- **SOURCE EXTRACT**:

There's also one time when I had sleepsex! I raised my feet up high and it looks obscene to the core! Date had it videoed down. He said that my actions were rather quick and agile and by the time he can record it, it's already halfway through the laugh.
Then it was this Chinese New Year. On the day itself too! I sleepwalked. I didn't know it was Chinese New Year and after doing my stuffs for a whole night, I decided that the manic disorder got to go and I have to catch some rest before going for reunion dinner (my iPhone's calendar was misread by me, okay!). So I popped a Dormicum into my mouth and slept. I could only remember being woke up a few hours later to see my Psychiatrist. Then the consultation...... I was sleeptalking. My Doctor didn't know as well. Throughout the trip, from the doctor's office to my Ah Ma house, and from my Ah Ma house to home, I couldn't remember a single thing. How did the Ang Baos reached me? My sisters took them for me. According to my parents statement, I had slept soundly since I've reached my granny's place. Occasionally, I would walk up and talk to the air (my parents and third auntie had it all videoed down!) and doing some weird gestures. When at home, I took shower twice and walked around naked! AND my Dad was around. My Mom could only lock Daddy out of his bedroom (I used the master's toilet to shower) and try to dress me up, WHEN I am hiding from her. HAHAHAH. She had a hard time chasing me. My Dad is a known sleeper, like me. Go anywhere must sleep and sleep first. So imagine how long he tried to stay awake so that he could sleep on his bed! It's pure torture!
I know it's not funny when it comes to such things. Even when watching the videos, I couldn't stand myself!
I had not educated them, even now - because there's no need to anymore, on how to deal with situations like this. Best if can, try to convince or coax a sleepwalker back into sleeping. Some can be pretty stubborn and start a fight. Some can even talk back, breaking into an argument! Most people cannot tell if a person is sleepwalking or not. Some doctors even said that split personality CAN be sleepwalking, whereby the brains work but no memories are collected.They can be troublesome if they stay alone and have no one else to take care of them.
This is how I dealt with the problem. I took Dormicum with muscle relaxant or relaxant of any sort. Xanax, lexotan and etc. This ensures that the mind is resting as well so not only you sleep, but your muscles sleep too.
Sleepwalking is caused by active brain, active muscles, active thoughts but sleeping memory. And you wake up refresh too! Therefore, by using relaxant to make your muscles relaxed, you risk lesser chance of having to walk as your nerves would be so asleep by then!
This is how I coped with it. One can never tell through the eyes (unlike drug abuse when druggies normally have "spaced out" or "distant" look in their eyes) as the muscles of the eyes and the part whereby one's brain visualize stuffs are all working. The muscle fibers in a sleepwalker can dilate and contract as well as focus on certain objects that they are hallucinating. Sometimes, they hallucinate. Sometimes they join and mingle into the crowd just as fine.
It's hard to tell when someone is sleepwalking (or just split a personality). It's after that, that we are aware of that a sleepwalking had occurred - only if there are evidences left behind, like change of clothing, bags misplaced, wallet opened and etc.
Till date, I had not sleepwalk, provided that my Dormicum must be taken together with Xanax.
I cannot believe the stupid things I did when I was sleepwalking. Imagine! Using a dog's towel to dry your hair?!?! How smelly!!!!!!!!
This is it and now it's going to be 3 in the morning. Better head to bed before my day and night turns topsy turvy again.

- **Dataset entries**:
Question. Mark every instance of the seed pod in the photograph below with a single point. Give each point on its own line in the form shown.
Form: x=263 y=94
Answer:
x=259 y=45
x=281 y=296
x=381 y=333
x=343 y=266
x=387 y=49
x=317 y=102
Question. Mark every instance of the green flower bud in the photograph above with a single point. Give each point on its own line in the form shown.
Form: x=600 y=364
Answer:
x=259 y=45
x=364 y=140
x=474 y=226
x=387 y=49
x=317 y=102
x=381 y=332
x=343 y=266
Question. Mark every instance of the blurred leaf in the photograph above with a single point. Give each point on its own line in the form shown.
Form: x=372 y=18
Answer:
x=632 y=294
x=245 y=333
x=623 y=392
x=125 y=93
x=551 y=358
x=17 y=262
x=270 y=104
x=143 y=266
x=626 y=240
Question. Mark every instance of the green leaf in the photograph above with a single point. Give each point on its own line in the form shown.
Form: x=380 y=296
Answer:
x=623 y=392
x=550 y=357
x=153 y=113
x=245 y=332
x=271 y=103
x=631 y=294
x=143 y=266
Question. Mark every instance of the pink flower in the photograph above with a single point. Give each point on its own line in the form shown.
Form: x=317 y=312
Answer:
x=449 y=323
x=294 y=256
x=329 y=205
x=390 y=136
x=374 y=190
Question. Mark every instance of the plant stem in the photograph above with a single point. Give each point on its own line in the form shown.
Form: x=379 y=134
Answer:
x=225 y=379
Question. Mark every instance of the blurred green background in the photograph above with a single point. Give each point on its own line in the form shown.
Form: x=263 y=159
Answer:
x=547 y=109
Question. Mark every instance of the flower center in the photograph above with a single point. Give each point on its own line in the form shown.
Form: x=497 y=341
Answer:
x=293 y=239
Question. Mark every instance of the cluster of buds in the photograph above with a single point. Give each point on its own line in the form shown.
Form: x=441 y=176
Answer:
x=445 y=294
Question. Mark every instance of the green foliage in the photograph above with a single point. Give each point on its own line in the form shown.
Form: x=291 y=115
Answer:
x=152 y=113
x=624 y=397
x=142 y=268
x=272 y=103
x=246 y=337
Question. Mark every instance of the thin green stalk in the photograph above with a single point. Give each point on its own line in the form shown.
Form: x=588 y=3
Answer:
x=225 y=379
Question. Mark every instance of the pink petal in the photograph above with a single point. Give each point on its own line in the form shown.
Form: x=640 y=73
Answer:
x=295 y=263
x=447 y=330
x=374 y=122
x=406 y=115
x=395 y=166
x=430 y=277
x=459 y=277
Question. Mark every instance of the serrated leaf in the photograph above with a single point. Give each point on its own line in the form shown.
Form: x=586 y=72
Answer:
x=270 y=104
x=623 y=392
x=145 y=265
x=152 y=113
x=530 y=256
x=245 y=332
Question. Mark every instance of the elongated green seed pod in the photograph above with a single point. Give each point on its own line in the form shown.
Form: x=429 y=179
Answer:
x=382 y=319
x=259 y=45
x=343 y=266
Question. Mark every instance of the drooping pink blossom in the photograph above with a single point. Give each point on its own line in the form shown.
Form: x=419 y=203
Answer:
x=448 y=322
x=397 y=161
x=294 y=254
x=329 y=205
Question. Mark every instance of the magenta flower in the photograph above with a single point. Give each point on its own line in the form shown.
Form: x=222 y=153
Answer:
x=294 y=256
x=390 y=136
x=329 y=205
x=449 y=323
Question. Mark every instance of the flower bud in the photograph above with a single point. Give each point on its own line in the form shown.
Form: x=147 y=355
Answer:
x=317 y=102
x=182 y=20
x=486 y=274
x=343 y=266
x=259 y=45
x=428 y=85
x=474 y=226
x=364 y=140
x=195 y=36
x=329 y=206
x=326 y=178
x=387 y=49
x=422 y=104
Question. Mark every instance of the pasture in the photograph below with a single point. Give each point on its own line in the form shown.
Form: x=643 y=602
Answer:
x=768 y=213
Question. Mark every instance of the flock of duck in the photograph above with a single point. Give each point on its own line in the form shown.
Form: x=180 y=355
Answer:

- **ACTIVITY**: How would you summarize the sleepwalking post above in two sentences?

- **SOLUTION**: The writer recounts sleepwalking on Chinese New Year after taking Dormicum, sleeptalking through a consultation with their psychiatrist, remembering nothing of the trip to their Ah Ma's house and back home, and showering twice and walking around naked at home. They explain that sleepwalking is hard to tell apart from wakefulness, and say they have not sleepwalked since taking Dormicum together with Xanax, a relaxant they believe keeps the muscles asleep as well as the mind.